● Stated problem:
Pick out every line in the records below that contains the word "curtain", matching case exactly, and copy each one in full.

Rows from a pointing dataset
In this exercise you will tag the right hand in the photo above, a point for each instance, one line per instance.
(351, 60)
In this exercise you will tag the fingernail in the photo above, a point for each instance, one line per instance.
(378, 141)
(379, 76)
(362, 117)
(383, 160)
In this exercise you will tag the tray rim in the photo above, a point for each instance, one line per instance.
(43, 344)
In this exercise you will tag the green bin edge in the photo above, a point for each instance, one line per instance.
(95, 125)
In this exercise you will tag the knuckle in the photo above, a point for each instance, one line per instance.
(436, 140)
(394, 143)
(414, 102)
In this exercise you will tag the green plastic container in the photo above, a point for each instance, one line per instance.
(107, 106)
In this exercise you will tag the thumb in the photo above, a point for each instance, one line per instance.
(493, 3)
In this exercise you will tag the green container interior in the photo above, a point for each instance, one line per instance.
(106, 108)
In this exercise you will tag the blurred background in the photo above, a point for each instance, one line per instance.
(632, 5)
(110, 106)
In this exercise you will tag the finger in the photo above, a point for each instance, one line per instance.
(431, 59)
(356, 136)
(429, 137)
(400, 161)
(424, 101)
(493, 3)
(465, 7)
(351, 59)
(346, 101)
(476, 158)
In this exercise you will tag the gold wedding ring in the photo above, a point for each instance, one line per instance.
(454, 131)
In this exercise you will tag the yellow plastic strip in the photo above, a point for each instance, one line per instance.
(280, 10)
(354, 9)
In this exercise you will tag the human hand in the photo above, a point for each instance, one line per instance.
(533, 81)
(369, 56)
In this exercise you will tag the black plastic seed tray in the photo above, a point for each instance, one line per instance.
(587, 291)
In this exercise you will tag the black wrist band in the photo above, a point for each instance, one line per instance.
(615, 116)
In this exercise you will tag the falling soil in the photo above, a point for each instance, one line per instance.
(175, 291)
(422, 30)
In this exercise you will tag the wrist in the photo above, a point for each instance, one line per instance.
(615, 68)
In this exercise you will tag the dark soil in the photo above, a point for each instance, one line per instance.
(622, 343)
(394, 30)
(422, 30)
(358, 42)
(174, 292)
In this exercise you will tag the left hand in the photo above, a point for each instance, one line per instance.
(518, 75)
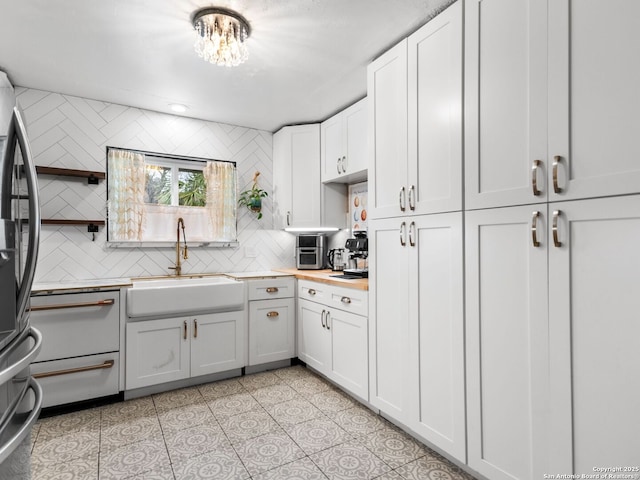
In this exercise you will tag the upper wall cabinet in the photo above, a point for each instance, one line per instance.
(299, 199)
(593, 99)
(415, 126)
(343, 145)
(296, 175)
(550, 101)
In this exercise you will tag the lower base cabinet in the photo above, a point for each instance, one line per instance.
(165, 350)
(80, 355)
(331, 340)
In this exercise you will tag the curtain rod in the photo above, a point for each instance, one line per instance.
(169, 155)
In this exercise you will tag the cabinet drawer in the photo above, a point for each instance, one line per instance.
(314, 291)
(348, 300)
(278, 287)
(77, 379)
(77, 324)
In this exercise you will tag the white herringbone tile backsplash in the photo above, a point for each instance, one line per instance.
(72, 132)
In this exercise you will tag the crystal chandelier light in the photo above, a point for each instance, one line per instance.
(221, 36)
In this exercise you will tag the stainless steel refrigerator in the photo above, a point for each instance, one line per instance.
(20, 394)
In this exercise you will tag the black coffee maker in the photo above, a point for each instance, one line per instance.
(358, 248)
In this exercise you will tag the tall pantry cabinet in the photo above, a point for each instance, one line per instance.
(550, 111)
(416, 286)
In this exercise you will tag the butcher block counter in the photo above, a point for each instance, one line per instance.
(325, 276)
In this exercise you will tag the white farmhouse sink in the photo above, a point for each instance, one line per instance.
(184, 295)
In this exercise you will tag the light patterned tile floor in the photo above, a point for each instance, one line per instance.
(287, 423)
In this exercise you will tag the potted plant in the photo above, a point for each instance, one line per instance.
(252, 198)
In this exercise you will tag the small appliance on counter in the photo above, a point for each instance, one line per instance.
(356, 260)
(311, 251)
(336, 259)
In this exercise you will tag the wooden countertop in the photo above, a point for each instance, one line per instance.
(324, 276)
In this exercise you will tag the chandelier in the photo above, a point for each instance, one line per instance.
(221, 36)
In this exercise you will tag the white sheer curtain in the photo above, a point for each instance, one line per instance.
(221, 199)
(126, 195)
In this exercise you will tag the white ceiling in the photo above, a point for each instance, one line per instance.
(307, 58)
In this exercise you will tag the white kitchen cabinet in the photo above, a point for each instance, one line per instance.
(165, 350)
(314, 343)
(417, 326)
(333, 332)
(507, 341)
(296, 174)
(217, 342)
(158, 351)
(505, 102)
(415, 126)
(343, 147)
(593, 115)
(389, 358)
(80, 355)
(594, 282)
(542, 121)
(299, 199)
(272, 329)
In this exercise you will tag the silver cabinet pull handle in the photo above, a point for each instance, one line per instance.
(556, 242)
(412, 197)
(534, 177)
(534, 229)
(106, 364)
(556, 161)
(412, 232)
(57, 306)
(403, 234)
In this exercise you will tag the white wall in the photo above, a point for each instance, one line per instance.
(73, 132)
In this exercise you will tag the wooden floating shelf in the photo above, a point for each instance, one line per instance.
(56, 221)
(92, 177)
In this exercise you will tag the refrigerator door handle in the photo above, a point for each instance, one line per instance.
(34, 214)
(12, 370)
(25, 428)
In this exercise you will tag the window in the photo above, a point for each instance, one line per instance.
(148, 192)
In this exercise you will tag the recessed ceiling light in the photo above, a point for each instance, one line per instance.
(178, 108)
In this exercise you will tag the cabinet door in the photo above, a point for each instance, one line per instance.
(217, 343)
(282, 179)
(331, 150)
(271, 330)
(349, 352)
(505, 102)
(158, 351)
(314, 341)
(594, 332)
(435, 114)
(436, 289)
(507, 342)
(297, 176)
(389, 359)
(593, 98)
(387, 94)
(355, 141)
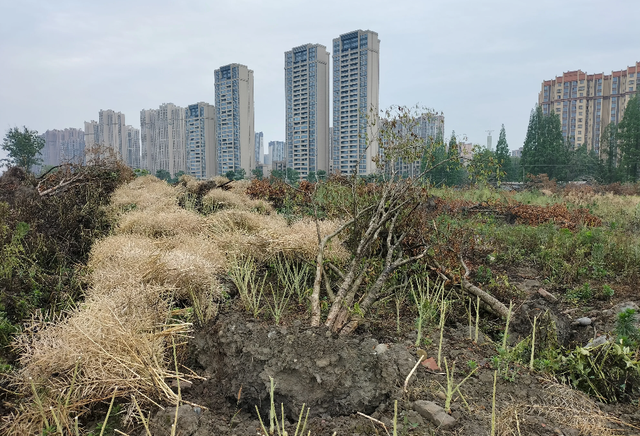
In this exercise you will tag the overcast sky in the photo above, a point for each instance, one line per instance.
(479, 62)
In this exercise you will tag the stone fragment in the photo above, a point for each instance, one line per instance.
(434, 413)
(547, 295)
(381, 348)
(584, 321)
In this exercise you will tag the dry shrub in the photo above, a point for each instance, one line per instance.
(240, 186)
(564, 406)
(242, 233)
(301, 238)
(160, 223)
(220, 180)
(218, 199)
(116, 341)
(179, 265)
(144, 193)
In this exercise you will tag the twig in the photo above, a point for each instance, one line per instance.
(376, 421)
(406, 381)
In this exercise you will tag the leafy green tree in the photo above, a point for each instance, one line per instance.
(163, 175)
(140, 172)
(445, 161)
(609, 150)
(292, 175)
(503, 156)
(484, 166)
(258, 173)
(240, 174)
(584, 164)
(23, 147)
(545, 150)
(629, 139)
(278, 174)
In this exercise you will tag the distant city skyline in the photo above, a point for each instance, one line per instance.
(151, 56)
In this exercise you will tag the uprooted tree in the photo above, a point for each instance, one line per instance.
(383, 236)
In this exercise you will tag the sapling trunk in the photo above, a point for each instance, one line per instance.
(533, 343)
(506, 329)
(477, 316)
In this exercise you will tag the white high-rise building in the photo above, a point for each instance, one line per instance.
(164, 139)
(132, 136)
(259, 147)
(307, 104)
(356, 81)
(201, 140)
(235, 131)
(277, 151)
(63, 146)
(111, 131)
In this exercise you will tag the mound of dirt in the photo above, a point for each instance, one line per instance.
(332, 375)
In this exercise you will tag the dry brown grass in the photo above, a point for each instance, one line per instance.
(219, 199)
(144, 193)
(564, 406)
(122, 334)
(242, 234)
(158, 222)
(112, 341)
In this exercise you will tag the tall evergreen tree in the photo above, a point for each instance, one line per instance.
(544, 150)
(609, 151)
(502, 155)
(23, 147)
(629, 138)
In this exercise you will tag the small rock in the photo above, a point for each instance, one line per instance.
(413, 418)
(598, 341)
(434, 413)
(547, 295)
(584, 321)
(486, 377)
(184, 384)
(381, 348)
(621, 307)
(322, 362)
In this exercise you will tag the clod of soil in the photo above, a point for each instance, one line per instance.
(331, 375)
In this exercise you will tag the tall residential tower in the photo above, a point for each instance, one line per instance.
(235, 132)
(356, 80)
(307, 104)
(587, 103)
(164, 139)
(201, 140)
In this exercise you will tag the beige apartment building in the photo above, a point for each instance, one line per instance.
(111, 131)
(587, 103)
(307, 109)
(163, 134)
(356, 83)
(62, 146)
(235, 122)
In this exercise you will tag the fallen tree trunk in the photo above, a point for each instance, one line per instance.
(492, 303)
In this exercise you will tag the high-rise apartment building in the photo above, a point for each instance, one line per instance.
(235, 132)
(587, 103)
(111, 131)
(132, 146)
(307, 108)
(164, 139)
(201, 140)
(63, 146)
(277, 151)
(259, 148)
(356, 80)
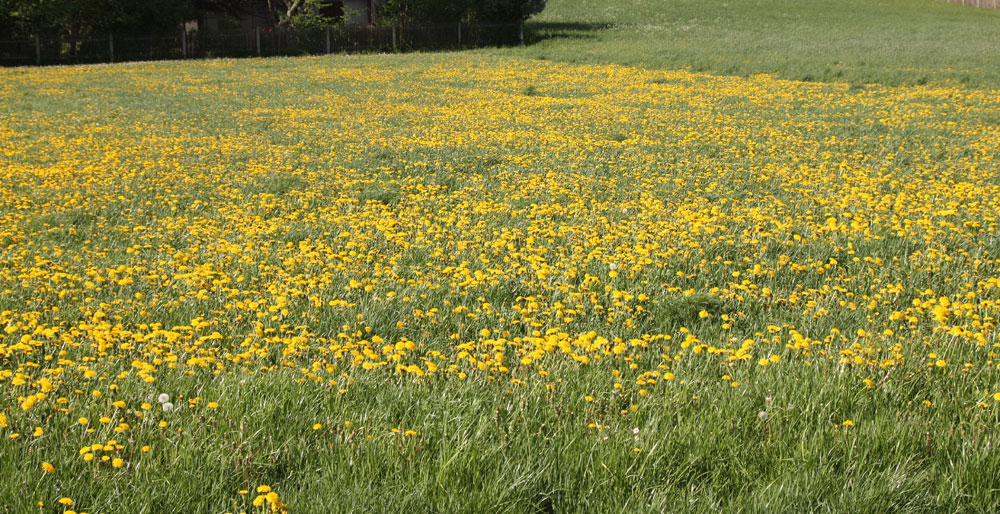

● Task output:
In this exercise you will tag the curtain rod in the photo above, a point for each instance, one line per instance.
In this exercise you will tag the white sheer curtain in the photo above, a point for each instance, one line per instance.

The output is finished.